Work to complete -> Output every line below exactly.

Collected data:
•••

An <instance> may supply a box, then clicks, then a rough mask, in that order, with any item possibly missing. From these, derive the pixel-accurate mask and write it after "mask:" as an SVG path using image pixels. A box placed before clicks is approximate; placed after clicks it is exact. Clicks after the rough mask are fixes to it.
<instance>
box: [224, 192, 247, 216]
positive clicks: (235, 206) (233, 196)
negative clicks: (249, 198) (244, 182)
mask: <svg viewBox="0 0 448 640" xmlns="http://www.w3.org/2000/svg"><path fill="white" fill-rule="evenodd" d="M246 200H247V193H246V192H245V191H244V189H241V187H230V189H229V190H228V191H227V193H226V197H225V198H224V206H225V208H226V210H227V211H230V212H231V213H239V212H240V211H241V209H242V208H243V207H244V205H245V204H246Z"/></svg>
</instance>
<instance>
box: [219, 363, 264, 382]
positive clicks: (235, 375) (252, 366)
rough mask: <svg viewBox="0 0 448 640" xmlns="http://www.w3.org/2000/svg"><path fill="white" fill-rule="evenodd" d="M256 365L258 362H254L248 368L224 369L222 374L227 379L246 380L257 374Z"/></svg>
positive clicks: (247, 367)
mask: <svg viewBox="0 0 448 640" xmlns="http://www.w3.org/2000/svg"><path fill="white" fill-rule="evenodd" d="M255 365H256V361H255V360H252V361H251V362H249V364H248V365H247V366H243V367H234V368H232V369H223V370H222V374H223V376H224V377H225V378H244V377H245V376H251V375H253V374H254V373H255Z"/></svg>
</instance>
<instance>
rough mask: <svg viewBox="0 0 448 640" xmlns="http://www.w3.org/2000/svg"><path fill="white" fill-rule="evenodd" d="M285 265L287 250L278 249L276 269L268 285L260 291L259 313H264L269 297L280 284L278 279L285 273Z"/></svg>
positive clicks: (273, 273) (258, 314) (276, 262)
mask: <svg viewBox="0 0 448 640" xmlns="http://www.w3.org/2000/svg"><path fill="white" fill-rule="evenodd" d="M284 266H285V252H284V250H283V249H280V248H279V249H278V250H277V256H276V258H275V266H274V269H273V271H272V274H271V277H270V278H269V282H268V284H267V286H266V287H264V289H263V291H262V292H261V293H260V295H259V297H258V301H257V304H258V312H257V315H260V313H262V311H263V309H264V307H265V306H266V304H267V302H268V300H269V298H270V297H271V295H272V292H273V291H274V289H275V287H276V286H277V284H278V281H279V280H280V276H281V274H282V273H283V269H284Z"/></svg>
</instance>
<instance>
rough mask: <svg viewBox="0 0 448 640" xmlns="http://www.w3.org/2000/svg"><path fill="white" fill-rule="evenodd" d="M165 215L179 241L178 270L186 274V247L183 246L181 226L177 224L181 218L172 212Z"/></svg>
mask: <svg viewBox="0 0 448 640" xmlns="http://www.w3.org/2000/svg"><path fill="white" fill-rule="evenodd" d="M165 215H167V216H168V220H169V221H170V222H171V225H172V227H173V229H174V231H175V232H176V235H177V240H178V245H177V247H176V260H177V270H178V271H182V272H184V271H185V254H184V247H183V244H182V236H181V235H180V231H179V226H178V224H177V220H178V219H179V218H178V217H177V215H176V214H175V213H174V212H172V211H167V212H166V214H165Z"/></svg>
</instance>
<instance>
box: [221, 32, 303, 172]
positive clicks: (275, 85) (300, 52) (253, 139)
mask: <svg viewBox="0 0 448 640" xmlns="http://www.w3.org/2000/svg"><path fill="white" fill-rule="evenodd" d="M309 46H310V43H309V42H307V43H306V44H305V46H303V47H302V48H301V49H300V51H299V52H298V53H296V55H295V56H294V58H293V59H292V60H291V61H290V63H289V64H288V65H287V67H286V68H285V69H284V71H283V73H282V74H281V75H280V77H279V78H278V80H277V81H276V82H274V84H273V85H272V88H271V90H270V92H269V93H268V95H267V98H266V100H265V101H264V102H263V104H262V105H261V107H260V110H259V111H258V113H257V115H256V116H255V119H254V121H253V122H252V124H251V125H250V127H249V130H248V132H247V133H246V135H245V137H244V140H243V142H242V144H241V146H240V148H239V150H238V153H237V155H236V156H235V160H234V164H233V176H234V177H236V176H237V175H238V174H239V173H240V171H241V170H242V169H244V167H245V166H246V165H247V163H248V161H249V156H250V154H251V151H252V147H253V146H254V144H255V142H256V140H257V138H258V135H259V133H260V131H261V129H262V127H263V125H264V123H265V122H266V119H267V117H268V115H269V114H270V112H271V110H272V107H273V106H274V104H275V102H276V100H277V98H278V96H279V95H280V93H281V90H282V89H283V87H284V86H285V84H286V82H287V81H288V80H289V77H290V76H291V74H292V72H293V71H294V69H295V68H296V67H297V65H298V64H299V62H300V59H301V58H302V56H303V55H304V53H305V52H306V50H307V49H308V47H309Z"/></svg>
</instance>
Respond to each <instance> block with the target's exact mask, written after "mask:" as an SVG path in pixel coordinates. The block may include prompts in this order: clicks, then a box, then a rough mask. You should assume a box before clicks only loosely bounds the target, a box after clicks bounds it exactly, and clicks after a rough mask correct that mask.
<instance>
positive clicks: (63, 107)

•••

Written response ->
An <instance> may supply a box, then clicks, then a rough mask, in that order, with any item possibly missing. From these, derive the pixel-accurate mask and write it after "mask:" as an SVG path using image pixels. A box placed before clicks is approximate; placed after clicks it is exact. Clicks after the rough mask are fixes to it.
<instance>
box: [224, 192, 247, 216]
positive clicks: (235, 206) (233, 196)
negative clicks: (249, 198) (244, 182)
mask: <svg viewBox="0 0 448 640" xmlns="http://www.w3.org/2000/svg"><path fill="white" fill-rule="evenodd" d="M246 200H247V193H246V192H245V191H244V189H241V187H230V189H229V190H228V191H227V193H226V197H225V198H224V206H225V208H226V210H227V211H230V212H231V213H239V212H240V211H241V209H242V208H243V207H244V205H245V204H246Z"/></svg>
</instance>
<instance>
box: [219, 363, 264, 382]
positive clicks: (235, 375) (252, 366)
rough mask: <svg viewBox="0 0 448 640" xmlns="http://www.w3.org/2000/svg"><path fill="white" fill-rule="evenodd" d="M256 365L258 362H254L248 368L224 369L222 374L227 379L246 380L257 374Z"/></svg>
positive clicks: (247, 367)
mask: <svg viewBox="0 0 448 640" xmlns="http://www.w3.org/2000/svg"><path fill="white" fill-rule="evenodd" d="M255 365H256V361H255V360H252V361H251V362H249V364H248V365H247V366H243V367H234V368H232V369H223V370H222V374H223V376H224V377H225V378H244V377H245V376H251V375H253V374H254V373H255Z"/></svg>
</instance>
<instance>
rough mask: <svg viewBox="0 0 448 640" xmlns="http://www.w3.org/2000/svg"><path fill="white" fill-rule="evenodd" d="M285 265L287 250L278 249L276 269L268 285L260 291L259 313H264L269 297L280 284L278 279L285 273Z"/></svg>
positive clicks: (273, 273) (258, 314) (276, 262)
mask: <svg viewBox="0 0 448 640" xmlns="http://www.w3.org/2000/svg"><path fill="white" fill-rule="evenodd" d="M284 266H285V252H284V250H283V249H280V248H279V249H278V250H277V256H276V258H275V266H274V269H273V271H272V274H271V277H270V278H269V282H268V284H267V286H266V287H264V289H263V291H262V292H261V293H260V295H259V297H258V301H257V304H258V312H257V315H260V313H262V311H263V309H264V307H265V306H266V304H267V302H268V300H269V298H270V297H271V295H272V292H273V291H274V289H275V287H276V286H277V284H278V281H279V280H280V276H281V274H282V273H283V269H284Z"/></svg>
</instance>
<instance>
rough mask: <svg viewBox="0 0 448 640" xmlns="http://www.w3.org/2000/svg"><path fill="white" fill-rule="evenodd" d="M165 215L179 241L178 270L186 274V247L183 246L181 226L177 224L181 218L172 212Z"/></svg>
mask: <svg viewBox="0 0 448 640" xmlns="http://www.w3.org/2000/svg"><path fill="white" fill-rule="evenodd" d="M165 215H167V216H168V220H169V221H170V222H171V225H172V227H173V229H174V231H175V232H176V235H177V240H178V245H177V247H176V260H177V270H178V271H182V272H184V271H185V254H184V247H183V244H182V236H181V235H180V231H179V226H178V224H177V220H178V219H179V218H178V217H177V215H176V214H175V213H174V212H172V211H167V212H166V214H165Z"/></svg>
</instance>
<instance>
box: [221, 32, 303, 172]
positive clicks: (275, 85) (300, 52) (253, 139)
mask: <svg viewBox="0 0 448 640" xmlns="http://www.w3.org/2000/svg"><path fill="white" fill-rule="evenodd" d="M309 46H310V43H309V42H307V43H306V44H305V46H303V47H302V48H301V49H300V51H299V52H298V53H296V55H295V56H294V58H293V59H292V60H291V61H290V63H289V64H288V65H287V67H286V68H285V69H284V71H283V73H282V74H281V75H280V77H279V78H278V80H277V81H276V82H274V84H273V85H272V88H271V90H270V92H269V93H268V95H267V98H266V100H265V101H264V102H263V104H262V105H261V107H260V110H259V111H258V113H257V115H256V116H255V119H254V121H253V122H252V124H251V125H250V127H249V130H248V132H247V133H246V135H245V137H244V140H243V142H242V144H241V146H240V148H239V150H238V153H237V155H236V156H235V160H234V164H233V176H234V177H236V176H237V175H238V174H239V173H240V171H241V170H242V169H244V167H245V166H246V165H247V163H248V161H249V156H250V154H251V151H252V147H253V146H254V144H255V142H256V140H257V138H258V135H259V133H260V131H261V129H262V127H263V125H264V123H265V122H266V119H267V117H268V115H269V114H270V112H271V110H272V107H273V106H274V104H275V102H276V100H277V98H278V96H279V95H280V93H281V90H282V89H283V87H284V86H285V84H286V82H287V81H288V80H289V77H290V76H291V74H292V72H293V71H294V69H295V68H296V67H297V65H298V64H299V62H300V59H301V58H302V56H303V55H304V53H305V52H306V50H307V49H308V47H309Z"/></svg>
</instance>
Respond to each <instance> block with the target's exact mask, written after "mask:" as an SVG path in pixel coordinates. The block may include prompts in this order: clicks, then a box, then a rough mask. You should assume a box before clicks only loosely bounds the target, a box after clicks bounds it exactly, and clicks after a rough mask correct that mask.
<instance>
positive clicks: (63, 107)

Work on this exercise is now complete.